▶ **Supplied data**
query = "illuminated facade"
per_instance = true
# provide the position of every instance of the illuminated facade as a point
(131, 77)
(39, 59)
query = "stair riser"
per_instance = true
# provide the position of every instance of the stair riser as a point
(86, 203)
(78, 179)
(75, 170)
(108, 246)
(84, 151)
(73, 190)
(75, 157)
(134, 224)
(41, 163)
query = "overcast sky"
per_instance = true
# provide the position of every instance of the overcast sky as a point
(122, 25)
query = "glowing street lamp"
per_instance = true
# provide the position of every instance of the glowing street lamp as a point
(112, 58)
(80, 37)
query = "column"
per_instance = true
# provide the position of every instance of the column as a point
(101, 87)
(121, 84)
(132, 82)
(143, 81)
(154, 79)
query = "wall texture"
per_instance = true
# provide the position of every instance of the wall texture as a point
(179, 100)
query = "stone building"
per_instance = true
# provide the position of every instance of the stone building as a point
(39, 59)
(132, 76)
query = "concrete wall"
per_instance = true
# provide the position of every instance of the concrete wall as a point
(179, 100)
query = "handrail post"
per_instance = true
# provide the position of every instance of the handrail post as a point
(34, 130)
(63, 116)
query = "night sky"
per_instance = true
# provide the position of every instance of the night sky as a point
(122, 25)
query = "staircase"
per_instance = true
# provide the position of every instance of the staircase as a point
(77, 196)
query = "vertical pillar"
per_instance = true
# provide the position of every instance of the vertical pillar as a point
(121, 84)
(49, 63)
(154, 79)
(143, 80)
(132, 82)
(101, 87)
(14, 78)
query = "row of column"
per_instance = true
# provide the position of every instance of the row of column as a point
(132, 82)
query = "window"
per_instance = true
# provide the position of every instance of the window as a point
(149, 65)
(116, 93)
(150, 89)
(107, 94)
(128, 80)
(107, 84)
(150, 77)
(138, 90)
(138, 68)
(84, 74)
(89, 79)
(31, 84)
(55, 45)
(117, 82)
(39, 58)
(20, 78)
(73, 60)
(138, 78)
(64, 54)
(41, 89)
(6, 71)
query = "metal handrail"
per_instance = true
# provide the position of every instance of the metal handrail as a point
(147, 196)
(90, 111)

▶ **What needs to be done**
Return all of the entries exactly as they were supplied.

▶ **Response to this exercise**
query = "illuminated facade"
per_instance = true
# provide the position of every instance of the illuminated facade as a point
(131, 77)
(39, 59)
query = "stair riser"
per_instance = true
# provide the position of every instance of the stair riser as a point
(86, 203)
(78, 179)
(75, 170)
(108, 246)
(84, 151)
(73, 190)
(75, 157)
(134, 224)
(41, 163)
query = "overcast sky"
per_instance = true
# provide the position of every instance of the overcast sky as a point
(122, 25)
query = "glowing street lamp"
per_instance = true
# provide the position of every instance of the glowing street lamp as a point
(112, 58)
(80, 37)
query = "column"
per_instance = true
# provide the position of every instance of the column as a point
(101, 87)
(121, 84)
(132, 82)
(143, 81)
(154, 79)
query = "wall texture"
per_instance = true
# provide the position of every instance of the wall texture as a point
(179, 100)
query = "stone building"
per_instance = true
# provide the position of every instance of the stone building as a point
(39, 59)
(132, 76)
query = "concrete wall"
per_instance = true
# provide the position of every instance of the concrete wall as a point
(179, 100)
query = "handrail post"
per_instance = true
# provide the position of every instance of the handrail post as a point
(34, 130)
(63, 116)
query = "night sky"
per_instance = true
# provide the position of every instance of the night sky as a point
(122, 25)
query = "staircase"
per_instance = true
# provide the position of every instance of the staircase as a point
(77, 196)
query = "vertical pillar"
per_instance = true
# provide the position of every instance of the vertical pillar as a point
(121, 84)
(49, 63)
(154, 79)
(143, 80)
(132, 82)
(101, 87)
(14, 78)
query = "row of column"
per_instance = true
# provide the position of every instance of the row of column as a point
(132, 82)
query = "window"
per_instance = true
# provide the position of every instance of the window as a point
(149, 65)
(116, 93)
(150, 89)
(107, 94)
(128, 80)
(107, 84)
(150, 77)
(138, 90)
(138, 68)
(84, 74)
(89, 79)
(31, 84)
(55, 45)
(117, 82)
(39, 58)
(20, 78)
(73, 60)
(138, 78)
(64, 54)
(41, 89)
(6, 71)
query = "metal handrail"
per_instance = true
# provide the position of every instance of the metal handrail as a point
(147, 196)
(90, 111)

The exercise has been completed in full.